• **Task objective**
The expected output is the full data, repeated exactly, without pictures.

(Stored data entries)
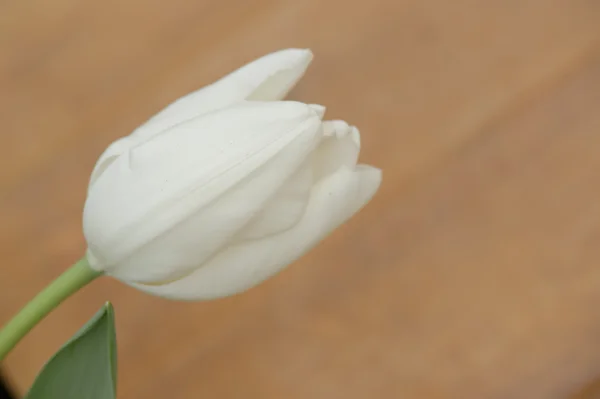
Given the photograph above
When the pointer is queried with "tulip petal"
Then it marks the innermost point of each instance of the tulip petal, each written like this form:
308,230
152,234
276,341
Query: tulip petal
340,147
284,209
268,78
238,268
155,187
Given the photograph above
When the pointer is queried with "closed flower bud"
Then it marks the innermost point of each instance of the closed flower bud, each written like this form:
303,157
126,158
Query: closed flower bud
224,187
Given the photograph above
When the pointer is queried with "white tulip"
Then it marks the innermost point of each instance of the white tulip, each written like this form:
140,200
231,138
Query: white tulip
224,187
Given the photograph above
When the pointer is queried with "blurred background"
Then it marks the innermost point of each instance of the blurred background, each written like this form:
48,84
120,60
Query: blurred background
475,271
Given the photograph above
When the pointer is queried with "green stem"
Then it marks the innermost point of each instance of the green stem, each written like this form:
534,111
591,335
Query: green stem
74,278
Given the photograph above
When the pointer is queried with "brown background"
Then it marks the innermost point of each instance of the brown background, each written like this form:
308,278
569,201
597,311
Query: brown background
474,273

• **Problem solution**
Given the photograph above
When the pointer is queried with "tulip petal"
Then it marks the innermost point of each instance of the tulip petal, each written like this form:
308,230
152,234
276,341
Query: tulip petal
340,147
284,209
268,78
238,268
155,187
Given the photograph above
When the pointer is queried with "closed flower bud"
Then it marks the innermost point of each instance of the closed flower bud, each written like this form:
303,157
126,158
Query: closed flower bud
224,187
Given the photograph above
When the pointer is queried with "white tulip"
Then it marks the innermost point of each instance of the white tulip, each written like this form:
140,200
231,138
Query: white tulip
224,187
Given the photograph above
When the pointer is queried with "blurred background"
Then it marks the innermost point of each instance of the blurred background, each written like this form:
48,84
120,60
Query: blurred background
475,271
Given the photograph above
When the pointer is queried with "green stem"
Then it marks the innermost point of each instance of the green stem, each written like this form:
534,111
591,335
Query: green stem
74,278
Given the photograph above
When the pointer is queried with "brown background"
Then it marks the innermost point of each instance of the brown background, each written like this form:
308,278
569,201
597,311
Query: brown background
474,273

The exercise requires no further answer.